**Teks Bacaan**

Pemkot PGA

Sejarah Raja Mataram Kuno Tinggalkan 45 Prasasti Selama Masa Pemerintahannya!

Sejarah Raja Mataram Kuno Tinggalkan 45 Prasasti Selama Masa Pemerintahannya!

Dyah Balitung, Raja Mataram Kuno yang Meninggalkan Banyak Prasasti-net-

PAGARALAMPOS.COM - Dyah Balitung merupakan salah satu raja yang pernah memerintah Kerajaan Mataram Kuno dari tahun 899 hingga 911. Selama pemerintahannya, ia dikenal dengan gelar Rakai Watukura Dyah Balitung Sri Iswarakesawasamarattungga.

Asal-usul Dyah Balitung berasal dari Watukura, yang kini dikenal sebagai Bagelen di Kecamatan Purwodadi, Purworejo, Jawa Tengah. Ia tercatat sebagai salah satu dari 13 raja paling berpengaruh dalam sejarah Kerajaan di Tanah Jawa, berkat pencapaiannya dalam mengeluarkan lebih dari 45 prasasti sepanjang masa pemerintahannya.

Prasasti pertama yang dikeluarkan Dyah Balitung tercatat pada 11 September 899, dikenal dengan nama Prasasti Telahap. Sayangnya, saat ini hanya sebagian dari prasasti tersebut yang masih terbaca.

**Bagian Latihan**
1. Menurut teks tentang Dyah Balitung, apa nama prasasti pertama yang dikeluarkannya?
2. Salin ulang catatan mulai dari baris yang memuat "Check that every instance of the rear" sampai akhir catatan. Jangan sertakan gambar dalam jawaban.
Teks tentang Dyah Balitung dan catatan yang menyertainya merupakan dua bahan yang tidak saling berkaitan.

**Catatan yang Tersedia**
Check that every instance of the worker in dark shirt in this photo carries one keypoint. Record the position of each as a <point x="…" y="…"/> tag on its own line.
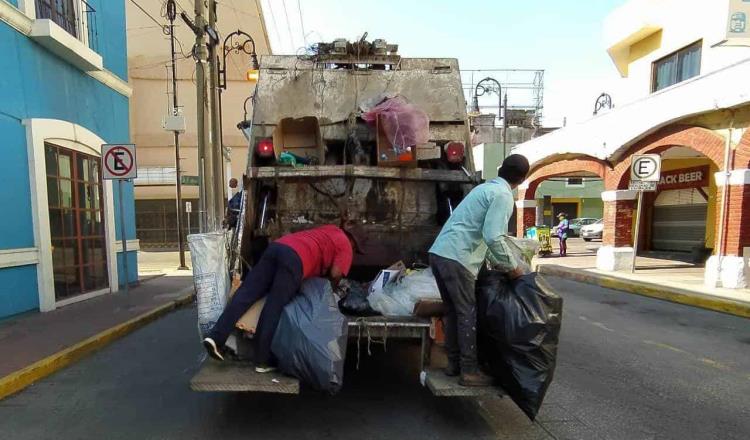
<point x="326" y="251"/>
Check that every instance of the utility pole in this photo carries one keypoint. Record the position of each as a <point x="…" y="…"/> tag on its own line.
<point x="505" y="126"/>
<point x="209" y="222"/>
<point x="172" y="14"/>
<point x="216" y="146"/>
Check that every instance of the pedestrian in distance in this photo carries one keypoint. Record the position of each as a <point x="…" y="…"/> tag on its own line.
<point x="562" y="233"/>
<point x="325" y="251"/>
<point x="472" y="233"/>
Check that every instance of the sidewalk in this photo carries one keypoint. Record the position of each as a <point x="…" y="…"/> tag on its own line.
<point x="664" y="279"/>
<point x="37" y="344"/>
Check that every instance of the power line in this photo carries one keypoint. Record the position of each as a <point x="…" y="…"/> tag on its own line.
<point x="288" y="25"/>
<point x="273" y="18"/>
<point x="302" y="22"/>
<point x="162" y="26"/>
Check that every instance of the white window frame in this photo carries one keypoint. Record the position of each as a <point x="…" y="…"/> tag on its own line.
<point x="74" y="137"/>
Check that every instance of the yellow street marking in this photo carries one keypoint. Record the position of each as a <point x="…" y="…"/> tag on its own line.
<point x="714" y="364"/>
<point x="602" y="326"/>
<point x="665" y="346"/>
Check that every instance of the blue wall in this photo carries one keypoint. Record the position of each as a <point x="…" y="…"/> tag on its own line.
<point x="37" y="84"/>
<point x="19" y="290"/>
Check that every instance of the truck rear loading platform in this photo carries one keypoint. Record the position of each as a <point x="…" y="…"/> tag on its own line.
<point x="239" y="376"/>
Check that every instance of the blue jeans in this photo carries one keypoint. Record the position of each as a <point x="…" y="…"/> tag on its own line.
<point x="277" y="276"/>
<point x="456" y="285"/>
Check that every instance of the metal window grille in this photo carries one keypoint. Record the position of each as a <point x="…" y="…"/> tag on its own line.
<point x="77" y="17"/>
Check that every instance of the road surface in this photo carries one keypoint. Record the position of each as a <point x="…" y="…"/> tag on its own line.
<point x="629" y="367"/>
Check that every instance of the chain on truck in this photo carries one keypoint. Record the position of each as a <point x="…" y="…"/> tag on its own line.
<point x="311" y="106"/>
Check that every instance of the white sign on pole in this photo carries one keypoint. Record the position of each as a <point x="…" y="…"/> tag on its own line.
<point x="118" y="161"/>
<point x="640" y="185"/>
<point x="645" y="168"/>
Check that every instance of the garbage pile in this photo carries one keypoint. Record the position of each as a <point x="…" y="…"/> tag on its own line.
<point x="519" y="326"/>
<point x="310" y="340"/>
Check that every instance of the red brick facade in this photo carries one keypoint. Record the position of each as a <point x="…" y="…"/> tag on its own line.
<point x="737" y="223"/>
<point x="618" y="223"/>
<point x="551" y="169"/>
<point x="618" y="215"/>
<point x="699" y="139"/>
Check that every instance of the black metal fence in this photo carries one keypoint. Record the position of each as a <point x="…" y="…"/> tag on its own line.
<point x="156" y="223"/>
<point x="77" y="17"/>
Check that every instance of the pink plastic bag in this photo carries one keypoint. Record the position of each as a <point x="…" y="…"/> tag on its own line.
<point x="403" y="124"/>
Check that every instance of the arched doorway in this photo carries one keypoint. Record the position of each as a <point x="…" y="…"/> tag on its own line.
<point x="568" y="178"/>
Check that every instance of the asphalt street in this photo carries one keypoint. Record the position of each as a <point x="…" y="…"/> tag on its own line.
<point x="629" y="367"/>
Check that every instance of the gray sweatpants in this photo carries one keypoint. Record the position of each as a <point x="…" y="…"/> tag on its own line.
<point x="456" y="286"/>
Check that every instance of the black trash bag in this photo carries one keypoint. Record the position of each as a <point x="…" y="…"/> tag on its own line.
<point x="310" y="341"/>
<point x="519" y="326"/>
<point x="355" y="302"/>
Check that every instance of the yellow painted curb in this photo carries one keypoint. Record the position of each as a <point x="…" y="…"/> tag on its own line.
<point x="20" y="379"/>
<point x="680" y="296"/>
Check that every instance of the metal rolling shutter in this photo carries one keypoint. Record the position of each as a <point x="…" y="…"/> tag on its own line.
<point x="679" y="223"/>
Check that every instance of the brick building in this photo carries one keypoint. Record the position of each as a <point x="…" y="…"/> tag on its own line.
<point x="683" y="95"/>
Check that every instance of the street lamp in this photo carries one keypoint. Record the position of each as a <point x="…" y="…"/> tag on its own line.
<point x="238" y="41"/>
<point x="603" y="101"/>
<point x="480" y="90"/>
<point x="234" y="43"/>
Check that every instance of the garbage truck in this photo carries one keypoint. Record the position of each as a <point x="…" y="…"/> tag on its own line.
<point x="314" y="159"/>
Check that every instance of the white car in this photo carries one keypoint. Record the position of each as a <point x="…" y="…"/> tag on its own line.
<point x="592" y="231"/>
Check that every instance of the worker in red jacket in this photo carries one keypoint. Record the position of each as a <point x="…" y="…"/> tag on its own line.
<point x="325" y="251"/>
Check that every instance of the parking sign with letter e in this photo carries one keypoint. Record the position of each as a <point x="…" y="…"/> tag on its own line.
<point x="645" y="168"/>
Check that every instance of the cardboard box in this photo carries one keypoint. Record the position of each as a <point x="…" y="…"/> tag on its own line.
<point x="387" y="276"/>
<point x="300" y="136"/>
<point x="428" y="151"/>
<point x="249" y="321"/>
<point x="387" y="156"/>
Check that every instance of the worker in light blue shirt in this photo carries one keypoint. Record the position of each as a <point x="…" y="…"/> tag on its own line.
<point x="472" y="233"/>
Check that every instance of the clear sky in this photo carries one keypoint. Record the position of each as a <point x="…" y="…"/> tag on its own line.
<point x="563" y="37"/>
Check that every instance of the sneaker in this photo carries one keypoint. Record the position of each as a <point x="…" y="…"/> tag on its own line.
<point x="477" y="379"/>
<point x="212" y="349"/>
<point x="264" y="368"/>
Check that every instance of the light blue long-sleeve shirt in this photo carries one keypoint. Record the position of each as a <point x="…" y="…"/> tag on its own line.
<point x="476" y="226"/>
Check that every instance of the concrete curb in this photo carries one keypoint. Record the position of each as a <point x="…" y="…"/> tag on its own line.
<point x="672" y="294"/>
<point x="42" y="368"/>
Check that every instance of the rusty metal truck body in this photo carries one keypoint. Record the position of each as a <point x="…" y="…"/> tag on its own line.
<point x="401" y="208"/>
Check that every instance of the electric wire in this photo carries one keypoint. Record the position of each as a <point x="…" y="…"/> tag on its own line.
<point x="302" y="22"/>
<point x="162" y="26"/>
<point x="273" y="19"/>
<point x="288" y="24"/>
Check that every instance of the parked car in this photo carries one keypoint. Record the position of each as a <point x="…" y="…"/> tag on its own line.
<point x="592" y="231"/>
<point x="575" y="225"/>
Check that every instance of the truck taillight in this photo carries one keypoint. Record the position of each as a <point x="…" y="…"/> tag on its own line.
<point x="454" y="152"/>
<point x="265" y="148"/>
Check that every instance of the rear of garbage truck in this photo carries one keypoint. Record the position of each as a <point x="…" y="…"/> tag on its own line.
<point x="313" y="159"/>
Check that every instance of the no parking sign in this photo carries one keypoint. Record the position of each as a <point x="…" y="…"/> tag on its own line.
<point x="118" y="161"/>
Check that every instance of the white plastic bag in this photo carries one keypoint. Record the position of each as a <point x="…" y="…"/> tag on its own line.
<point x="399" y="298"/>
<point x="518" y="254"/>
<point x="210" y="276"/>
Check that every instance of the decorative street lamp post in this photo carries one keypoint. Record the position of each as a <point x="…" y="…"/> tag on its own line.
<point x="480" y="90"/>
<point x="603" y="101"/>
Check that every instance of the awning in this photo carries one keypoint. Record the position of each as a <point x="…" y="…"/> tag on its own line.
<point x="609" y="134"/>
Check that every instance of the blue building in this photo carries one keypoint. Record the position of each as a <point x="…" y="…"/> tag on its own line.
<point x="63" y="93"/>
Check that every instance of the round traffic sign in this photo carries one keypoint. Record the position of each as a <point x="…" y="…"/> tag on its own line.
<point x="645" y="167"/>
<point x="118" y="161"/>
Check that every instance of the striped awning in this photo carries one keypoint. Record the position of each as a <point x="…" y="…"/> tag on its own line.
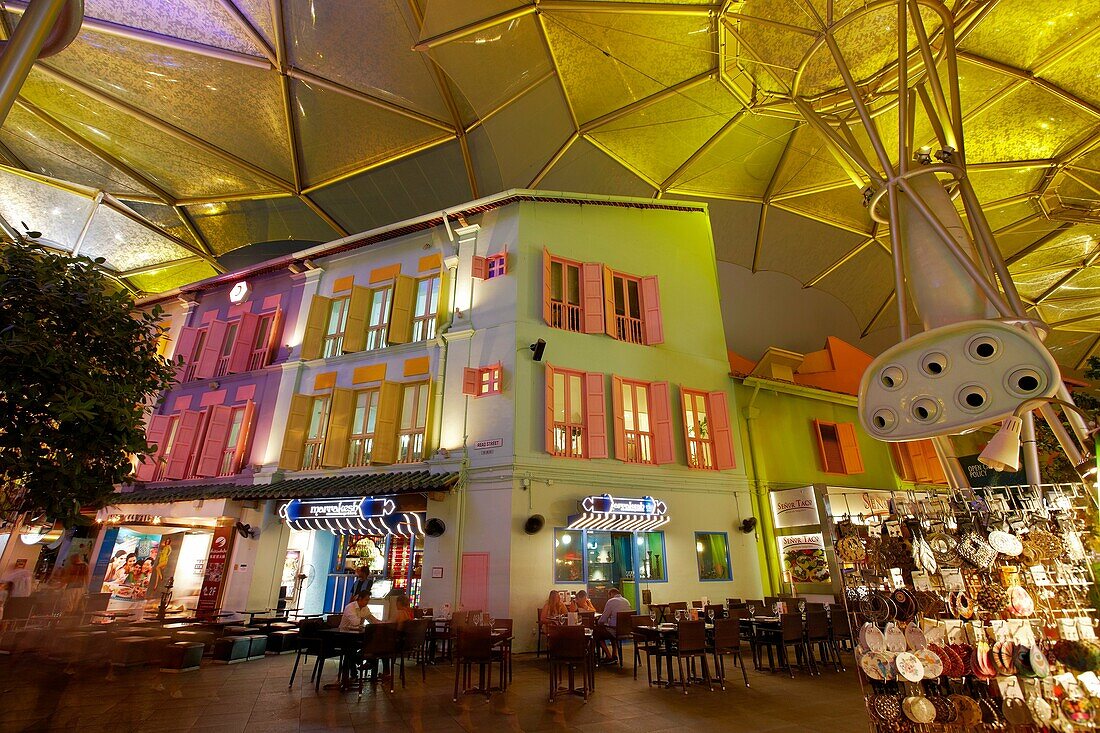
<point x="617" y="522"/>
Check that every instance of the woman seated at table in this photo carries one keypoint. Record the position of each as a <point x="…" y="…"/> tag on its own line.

**Jawaban Lengkap**
1. Prasasti Telahap.

2.
Check that every instance of the rear of garbage truck in this photo carries one keypoint. Record the position of each as a <point x="…" y="…"/> tag on its own line.
<point x="313" y="159"/>
Check that every instance of the no parking sign in this photo carries one keypoint. Record the position of each as a <point x="…" y="…"/> tag on its own line.
<point x="118" y="161"/>
Check that every instance of the white plastic bag in this photo carries one keypoint. Record the position of each as a <point x="…" y="…"/> tag on its own line.
<point x="399" y="298"/>
<point x="518" y="254"/>
<point x="210" y="276"/>
Check that every instance of the decorative street lamp post in this photo carries one keypoint. Record the position of each as a <point x="…" y="…"/> tag on its own line.
<point x="480" y="90"/>
<point x="603" y="101"/>
Check that every instance of the awning in this photo carries one keypoint. Record the position of each as a <point x="…" y="…"/> tag on its own line.
<point x="609" y="134"/>
Check that every instance of the blue building in this photo carries one keypoint. Record the position of each as a <point x="…" y="…"/> tag on its own line.
<point x="63" y="93"/>
Check that every instance of the round traffic sign in this photo carries one keypoint. Record the position of each as a <point x="…" y="…"/> tag on its own line.
<point x="645" y="167"/>
<point x="118" y="161"/>
Check that every instance of the striped awning in this photo carries one keypoint. Record the position of each as a <point x="…" y="…"/> tag on its own line.
<point x="617" y="522"/>
Check that every instance of the woman seated at table in this photo carries one keypoint. Record the position of each as a <point x="…" y="…"/> tag on its own line.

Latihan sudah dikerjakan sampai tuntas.